** start of EXTRACTED RECORDS **
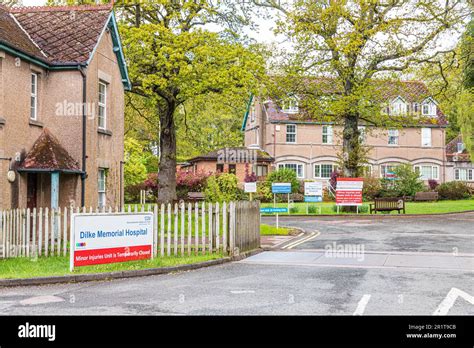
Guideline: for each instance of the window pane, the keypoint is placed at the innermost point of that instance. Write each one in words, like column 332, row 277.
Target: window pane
column 326, row 170
column 317, row 171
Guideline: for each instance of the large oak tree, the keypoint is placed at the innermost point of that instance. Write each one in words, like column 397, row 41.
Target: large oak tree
column 356, row 43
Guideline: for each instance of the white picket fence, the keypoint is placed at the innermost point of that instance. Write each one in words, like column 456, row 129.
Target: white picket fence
column 182, row 229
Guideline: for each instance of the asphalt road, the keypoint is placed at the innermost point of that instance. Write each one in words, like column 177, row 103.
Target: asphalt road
column 408, row 266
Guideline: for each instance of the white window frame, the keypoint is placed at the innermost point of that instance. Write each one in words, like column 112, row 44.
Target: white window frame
column 384, row 167
column 102, row 105
column 297, row 169
column 102, row 192
column 399, row 107
column 433, row 168
column 291, row 105
column 34, row 97
column 363, row 134
column 319, row 166
column 290, row 133
column 431, row 108
column 328, row 132
column 395, row 134
column 468, row 174
column 426, row 137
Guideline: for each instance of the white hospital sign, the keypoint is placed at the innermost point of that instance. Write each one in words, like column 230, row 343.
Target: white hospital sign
column 109, row 238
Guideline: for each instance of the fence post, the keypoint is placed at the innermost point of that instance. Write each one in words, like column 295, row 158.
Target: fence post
column 182, row 228
column 168, row 247
column 190, row 231
column 203, row 223
column 217, row 228
column 196, row 228
column 224, row 227
column 175, row 234
column 211, row 228
column 232, row 228
column 162, row 230
column 155, row 229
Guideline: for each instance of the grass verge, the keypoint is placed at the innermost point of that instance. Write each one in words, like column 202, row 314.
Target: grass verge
column 411, row 207
column 15, row 268
column 267, row 230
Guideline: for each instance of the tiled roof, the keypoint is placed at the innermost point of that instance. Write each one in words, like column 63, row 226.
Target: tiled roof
column 452, row 150
column 48, row 154
column 262, row 156
column 13, row 35
column 68, row 34
column 410, row 91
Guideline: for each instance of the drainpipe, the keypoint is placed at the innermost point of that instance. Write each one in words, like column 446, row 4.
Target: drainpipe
column 84, row 135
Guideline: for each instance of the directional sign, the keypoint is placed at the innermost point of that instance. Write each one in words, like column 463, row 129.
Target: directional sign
column 250, row 187
column 313, row 199
column 349, row 191
column 281, row 187
column 273, row 210
column 313, row 188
** end of EXTRACTED RECORDS **
*OBJECTIVE:* Retype every line from the one containing "Guideline: for each instance of the large" down to the one containing "column 182, row 229", keeping each line unchanged and including both of those lines.

*EXPECTED ANSWER:*
Guideline: for each instance of the large oak tree, the keypoint is placed at the innermost point of that instance. Write each one in words, like column 397, row 41.
Target: large oak tree
column 356, row 43
Guideline: for each instance of the white picket fence, the keypoint is placed at the innermost point of that instance. Write each one in words, like column 456, row 129.
Target: white picket fence
column 182, row 229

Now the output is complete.